* Instructions
- A) In the reef tank post, what did the system become limited by after the writer started adding Zeofood?
- B) Translate this sentence from the reef tank post into Spanish: "After a few days the corals react with wonderful coloration!"

* Given passage

_ _ _ _ _

Let me walk you through it. I find its a very good example of why this hobby is so hard. It's obviously 100% my own fault.

I bought a product that claims to:
Color enhancement by supporting the biology!

Enhances cleaning effecs of bacteria and promotes biology in salt
water tanks. A good and important bio bilm is created within short time.
After a few days the corals react with wonderful coloration!


This is KZ Zeofood. Now there's nothing 'wrong' with this product, but it's a good example of doing something that has an indirect effect that is not immediately obvious and will vary with your setup. And multiple stars have to align for things to go wrong

1) Zeofood is an Amino acid
2) It will eventually turn into Nitrate
3) Prior to this point, my system was Nitrate limited. Meaning low nitrate and a good amount of PO4 (0.08 or so IIRC)
4) Chaeto would grow a bit every night, then stop when Nitrate was too low. Little to no algae (I don't believe in nitrate, but I do believe in available nitrogen through out the day (where chaeto lights are off)
5) Adding Zeofood caused the tables to turn and I became PO4 limited. Now nitrate went up
6) This allowed my Chaeto to grow faster, consuming all PO4 (well down to 0.03, we will get to thatin a sec)
7) My Chaeto then stopped growing again as there was not enough PO4, with Nitrate roughly 2-4 and PO4 0.03
8) But 0.03 should be ok. Lower end for sure, but not STN (at least I haven't had that before)

So why?

_ _ _ _ _

* Entries shown
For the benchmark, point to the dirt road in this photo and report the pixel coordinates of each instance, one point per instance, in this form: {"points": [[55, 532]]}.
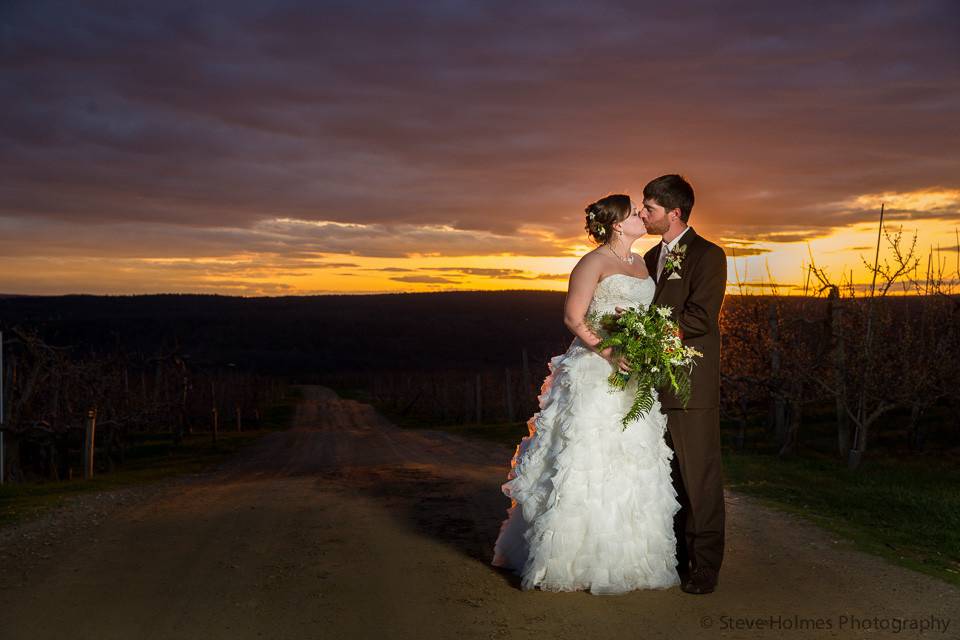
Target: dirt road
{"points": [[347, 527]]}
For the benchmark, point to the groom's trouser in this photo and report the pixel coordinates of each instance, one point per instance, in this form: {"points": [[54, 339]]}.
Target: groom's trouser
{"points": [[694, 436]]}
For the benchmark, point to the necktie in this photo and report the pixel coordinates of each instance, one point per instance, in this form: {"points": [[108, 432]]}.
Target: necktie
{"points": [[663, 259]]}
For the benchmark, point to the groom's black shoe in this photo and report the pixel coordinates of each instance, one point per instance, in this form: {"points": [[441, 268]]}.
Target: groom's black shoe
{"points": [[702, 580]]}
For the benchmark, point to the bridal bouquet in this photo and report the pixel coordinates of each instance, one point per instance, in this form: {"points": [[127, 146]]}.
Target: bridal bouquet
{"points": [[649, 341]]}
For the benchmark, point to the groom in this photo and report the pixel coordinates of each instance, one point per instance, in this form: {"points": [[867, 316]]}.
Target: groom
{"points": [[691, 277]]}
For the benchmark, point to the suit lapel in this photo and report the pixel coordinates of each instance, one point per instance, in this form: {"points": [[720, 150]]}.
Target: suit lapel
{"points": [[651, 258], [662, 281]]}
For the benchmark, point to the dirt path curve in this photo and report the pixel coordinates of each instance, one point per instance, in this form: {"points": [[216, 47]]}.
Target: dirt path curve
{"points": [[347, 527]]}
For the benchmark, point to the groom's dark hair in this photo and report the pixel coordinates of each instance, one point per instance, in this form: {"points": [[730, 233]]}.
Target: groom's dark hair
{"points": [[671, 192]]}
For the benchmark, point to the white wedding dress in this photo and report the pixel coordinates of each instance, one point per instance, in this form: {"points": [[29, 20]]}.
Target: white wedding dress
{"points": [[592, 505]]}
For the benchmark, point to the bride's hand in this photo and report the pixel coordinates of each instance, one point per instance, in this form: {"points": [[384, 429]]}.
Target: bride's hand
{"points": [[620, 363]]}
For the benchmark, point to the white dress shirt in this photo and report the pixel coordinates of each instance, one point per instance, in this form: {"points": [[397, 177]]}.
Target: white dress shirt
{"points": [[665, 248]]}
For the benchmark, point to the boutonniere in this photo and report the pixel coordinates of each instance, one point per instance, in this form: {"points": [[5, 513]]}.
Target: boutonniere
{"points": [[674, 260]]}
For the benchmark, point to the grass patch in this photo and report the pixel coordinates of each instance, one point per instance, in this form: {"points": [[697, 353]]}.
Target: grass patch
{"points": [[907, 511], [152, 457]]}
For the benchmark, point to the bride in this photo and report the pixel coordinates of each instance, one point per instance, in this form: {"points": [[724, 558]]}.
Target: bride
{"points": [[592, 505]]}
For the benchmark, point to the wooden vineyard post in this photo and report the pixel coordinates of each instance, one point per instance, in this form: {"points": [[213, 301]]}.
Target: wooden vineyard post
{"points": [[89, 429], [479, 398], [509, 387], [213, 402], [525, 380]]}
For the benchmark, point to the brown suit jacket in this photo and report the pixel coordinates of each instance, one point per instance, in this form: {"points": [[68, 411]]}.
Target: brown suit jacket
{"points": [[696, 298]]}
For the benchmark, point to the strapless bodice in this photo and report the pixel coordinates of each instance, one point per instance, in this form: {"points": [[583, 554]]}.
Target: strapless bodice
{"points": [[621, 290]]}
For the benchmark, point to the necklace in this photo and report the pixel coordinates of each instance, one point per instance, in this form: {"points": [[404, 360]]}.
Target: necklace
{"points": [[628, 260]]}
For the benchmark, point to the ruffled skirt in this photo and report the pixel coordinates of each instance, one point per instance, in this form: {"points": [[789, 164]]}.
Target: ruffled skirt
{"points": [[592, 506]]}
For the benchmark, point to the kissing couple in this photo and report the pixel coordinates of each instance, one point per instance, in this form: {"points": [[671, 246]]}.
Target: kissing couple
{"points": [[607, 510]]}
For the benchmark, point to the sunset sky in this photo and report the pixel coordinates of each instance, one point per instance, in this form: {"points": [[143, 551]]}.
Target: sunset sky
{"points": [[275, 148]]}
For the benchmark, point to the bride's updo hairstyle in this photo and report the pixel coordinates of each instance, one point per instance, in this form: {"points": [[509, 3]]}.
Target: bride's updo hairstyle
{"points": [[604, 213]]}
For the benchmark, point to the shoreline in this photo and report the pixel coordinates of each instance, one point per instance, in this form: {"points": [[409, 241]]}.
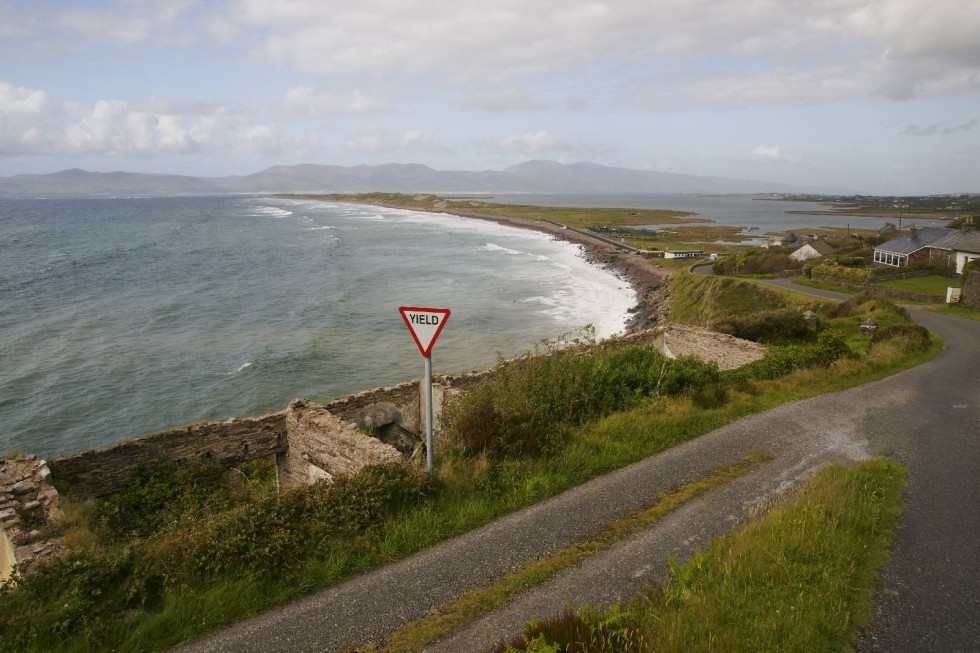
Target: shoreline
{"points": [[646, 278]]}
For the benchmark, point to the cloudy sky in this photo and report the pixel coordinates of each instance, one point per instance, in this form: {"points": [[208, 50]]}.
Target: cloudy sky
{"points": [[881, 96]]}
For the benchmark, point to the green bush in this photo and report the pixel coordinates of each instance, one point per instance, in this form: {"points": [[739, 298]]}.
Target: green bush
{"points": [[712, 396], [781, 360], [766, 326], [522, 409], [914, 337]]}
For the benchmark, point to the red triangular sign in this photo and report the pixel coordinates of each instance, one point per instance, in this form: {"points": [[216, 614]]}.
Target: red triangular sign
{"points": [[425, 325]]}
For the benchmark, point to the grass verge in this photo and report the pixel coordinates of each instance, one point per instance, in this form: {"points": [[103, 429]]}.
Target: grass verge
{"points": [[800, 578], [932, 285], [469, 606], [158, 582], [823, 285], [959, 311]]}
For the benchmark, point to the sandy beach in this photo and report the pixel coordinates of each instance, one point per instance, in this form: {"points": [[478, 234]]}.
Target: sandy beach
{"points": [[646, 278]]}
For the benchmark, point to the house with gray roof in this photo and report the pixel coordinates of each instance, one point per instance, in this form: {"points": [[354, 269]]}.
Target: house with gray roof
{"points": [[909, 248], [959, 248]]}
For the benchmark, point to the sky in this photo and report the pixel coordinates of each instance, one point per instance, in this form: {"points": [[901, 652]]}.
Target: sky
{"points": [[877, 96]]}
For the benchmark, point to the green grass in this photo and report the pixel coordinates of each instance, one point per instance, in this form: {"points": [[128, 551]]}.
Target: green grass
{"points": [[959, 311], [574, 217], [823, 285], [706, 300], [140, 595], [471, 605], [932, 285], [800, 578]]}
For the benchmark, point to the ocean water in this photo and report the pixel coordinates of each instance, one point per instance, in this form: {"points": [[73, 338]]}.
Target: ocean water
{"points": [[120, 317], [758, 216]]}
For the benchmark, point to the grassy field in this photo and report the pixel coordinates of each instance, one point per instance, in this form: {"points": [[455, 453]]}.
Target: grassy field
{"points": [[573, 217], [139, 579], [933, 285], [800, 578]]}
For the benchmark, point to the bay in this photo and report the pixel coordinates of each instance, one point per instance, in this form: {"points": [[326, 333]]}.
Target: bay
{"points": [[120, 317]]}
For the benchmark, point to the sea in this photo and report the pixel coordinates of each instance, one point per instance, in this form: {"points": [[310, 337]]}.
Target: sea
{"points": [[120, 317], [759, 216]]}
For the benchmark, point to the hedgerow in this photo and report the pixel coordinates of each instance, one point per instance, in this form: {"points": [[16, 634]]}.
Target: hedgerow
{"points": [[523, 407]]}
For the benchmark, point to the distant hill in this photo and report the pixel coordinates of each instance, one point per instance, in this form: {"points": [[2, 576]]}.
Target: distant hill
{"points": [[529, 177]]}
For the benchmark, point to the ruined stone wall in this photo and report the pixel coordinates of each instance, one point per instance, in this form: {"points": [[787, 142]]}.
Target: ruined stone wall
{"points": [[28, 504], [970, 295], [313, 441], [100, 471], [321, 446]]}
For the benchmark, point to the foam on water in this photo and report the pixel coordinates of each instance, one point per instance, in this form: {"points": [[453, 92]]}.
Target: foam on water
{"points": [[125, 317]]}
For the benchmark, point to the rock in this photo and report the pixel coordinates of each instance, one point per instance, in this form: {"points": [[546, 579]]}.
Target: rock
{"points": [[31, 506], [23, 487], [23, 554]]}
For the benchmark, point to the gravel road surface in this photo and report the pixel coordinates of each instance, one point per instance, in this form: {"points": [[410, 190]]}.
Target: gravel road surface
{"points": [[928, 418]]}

_ _ _ _ _

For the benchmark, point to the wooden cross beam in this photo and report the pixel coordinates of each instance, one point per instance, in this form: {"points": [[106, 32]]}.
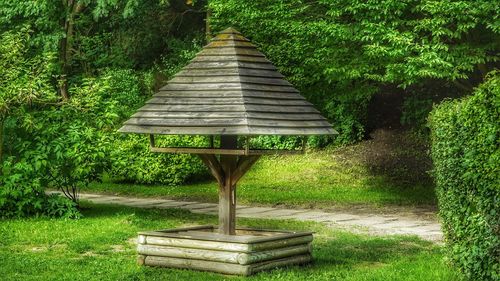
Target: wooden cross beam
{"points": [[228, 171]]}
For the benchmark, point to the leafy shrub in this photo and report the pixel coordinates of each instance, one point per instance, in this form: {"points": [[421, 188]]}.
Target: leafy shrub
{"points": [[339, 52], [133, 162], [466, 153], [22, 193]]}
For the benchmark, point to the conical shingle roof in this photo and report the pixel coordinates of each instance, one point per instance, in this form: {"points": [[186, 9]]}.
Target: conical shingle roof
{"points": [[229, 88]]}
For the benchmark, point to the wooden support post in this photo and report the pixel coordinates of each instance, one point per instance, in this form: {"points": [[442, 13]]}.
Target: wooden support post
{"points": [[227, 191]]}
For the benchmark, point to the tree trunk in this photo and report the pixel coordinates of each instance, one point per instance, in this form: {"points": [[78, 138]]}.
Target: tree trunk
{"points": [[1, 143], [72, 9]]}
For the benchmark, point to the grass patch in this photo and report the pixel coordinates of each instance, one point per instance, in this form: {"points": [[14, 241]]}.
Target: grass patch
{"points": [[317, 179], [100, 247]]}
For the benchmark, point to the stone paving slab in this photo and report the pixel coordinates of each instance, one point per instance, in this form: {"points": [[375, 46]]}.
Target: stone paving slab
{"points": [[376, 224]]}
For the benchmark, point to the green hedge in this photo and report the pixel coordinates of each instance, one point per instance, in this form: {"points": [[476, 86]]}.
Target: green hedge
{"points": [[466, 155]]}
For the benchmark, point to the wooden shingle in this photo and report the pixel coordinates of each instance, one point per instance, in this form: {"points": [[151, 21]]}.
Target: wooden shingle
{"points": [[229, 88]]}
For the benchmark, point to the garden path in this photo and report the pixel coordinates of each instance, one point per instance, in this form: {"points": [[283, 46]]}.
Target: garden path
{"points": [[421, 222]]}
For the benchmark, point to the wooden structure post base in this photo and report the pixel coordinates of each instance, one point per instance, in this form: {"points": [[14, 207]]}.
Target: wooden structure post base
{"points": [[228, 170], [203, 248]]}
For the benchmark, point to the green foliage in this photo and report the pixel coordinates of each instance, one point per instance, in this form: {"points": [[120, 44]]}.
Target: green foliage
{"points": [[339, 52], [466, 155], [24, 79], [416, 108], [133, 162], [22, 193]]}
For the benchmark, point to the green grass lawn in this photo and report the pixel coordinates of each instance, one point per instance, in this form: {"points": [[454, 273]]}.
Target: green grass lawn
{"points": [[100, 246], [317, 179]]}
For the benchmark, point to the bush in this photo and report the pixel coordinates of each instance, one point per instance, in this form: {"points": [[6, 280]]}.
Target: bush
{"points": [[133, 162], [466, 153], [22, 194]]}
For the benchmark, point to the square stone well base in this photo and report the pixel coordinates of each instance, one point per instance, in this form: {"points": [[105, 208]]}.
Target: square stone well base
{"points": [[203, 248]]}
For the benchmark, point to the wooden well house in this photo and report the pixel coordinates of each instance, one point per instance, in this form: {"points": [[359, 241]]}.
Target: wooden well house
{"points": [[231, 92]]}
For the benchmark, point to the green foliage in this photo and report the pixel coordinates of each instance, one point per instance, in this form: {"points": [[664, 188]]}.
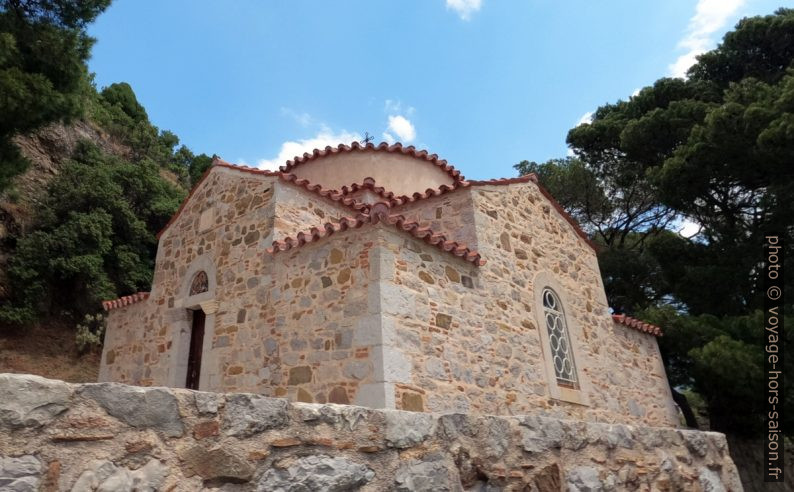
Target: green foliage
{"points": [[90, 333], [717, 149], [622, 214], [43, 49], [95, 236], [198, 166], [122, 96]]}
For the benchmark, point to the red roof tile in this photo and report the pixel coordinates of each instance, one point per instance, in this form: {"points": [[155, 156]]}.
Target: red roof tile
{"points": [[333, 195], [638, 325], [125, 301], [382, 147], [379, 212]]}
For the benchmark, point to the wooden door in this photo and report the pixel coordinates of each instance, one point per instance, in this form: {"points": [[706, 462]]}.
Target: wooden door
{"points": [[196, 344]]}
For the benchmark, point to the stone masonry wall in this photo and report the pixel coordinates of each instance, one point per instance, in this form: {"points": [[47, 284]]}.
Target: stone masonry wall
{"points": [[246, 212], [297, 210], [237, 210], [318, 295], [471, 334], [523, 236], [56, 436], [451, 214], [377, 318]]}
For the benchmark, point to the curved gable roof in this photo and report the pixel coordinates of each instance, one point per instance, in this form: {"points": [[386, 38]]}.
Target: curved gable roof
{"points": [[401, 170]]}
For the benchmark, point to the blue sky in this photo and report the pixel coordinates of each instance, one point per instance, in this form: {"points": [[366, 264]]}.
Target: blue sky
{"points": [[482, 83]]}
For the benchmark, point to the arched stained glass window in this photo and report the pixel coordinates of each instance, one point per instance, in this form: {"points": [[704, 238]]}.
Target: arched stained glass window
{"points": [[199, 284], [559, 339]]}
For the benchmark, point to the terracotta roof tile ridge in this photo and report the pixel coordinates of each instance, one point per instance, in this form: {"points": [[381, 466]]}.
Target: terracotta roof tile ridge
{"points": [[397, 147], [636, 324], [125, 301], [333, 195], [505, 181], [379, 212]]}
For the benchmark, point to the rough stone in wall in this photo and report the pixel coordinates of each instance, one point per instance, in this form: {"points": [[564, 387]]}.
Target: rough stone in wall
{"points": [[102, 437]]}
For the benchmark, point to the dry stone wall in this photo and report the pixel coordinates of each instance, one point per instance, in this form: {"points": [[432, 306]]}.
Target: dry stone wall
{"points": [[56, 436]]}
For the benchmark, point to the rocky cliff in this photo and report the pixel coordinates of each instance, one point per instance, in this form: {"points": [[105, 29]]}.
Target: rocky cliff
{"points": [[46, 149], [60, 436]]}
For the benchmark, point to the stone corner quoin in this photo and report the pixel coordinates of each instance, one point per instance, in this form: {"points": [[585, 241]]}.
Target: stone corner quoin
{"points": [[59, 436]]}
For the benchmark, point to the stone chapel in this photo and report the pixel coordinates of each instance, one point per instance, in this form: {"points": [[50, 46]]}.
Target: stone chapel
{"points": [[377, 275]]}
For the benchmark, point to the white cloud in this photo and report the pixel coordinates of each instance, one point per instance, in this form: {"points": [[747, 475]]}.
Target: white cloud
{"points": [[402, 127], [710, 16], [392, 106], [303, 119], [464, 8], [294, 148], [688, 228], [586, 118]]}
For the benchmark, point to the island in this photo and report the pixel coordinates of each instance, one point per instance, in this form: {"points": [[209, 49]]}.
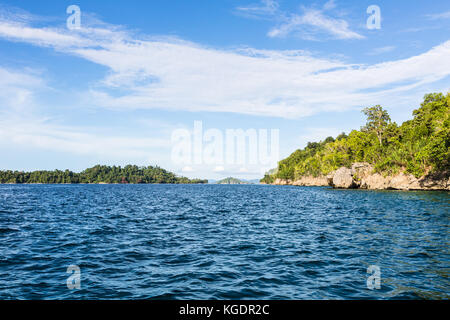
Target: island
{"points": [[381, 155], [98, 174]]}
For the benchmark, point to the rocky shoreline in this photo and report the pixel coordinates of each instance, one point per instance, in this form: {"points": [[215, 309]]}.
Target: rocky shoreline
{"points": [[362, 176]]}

_ _ _ _ _

* Answers provided
- A) PO4

- B) ¡Después de unos días, los corales reaccionan con una coloración maravillosa!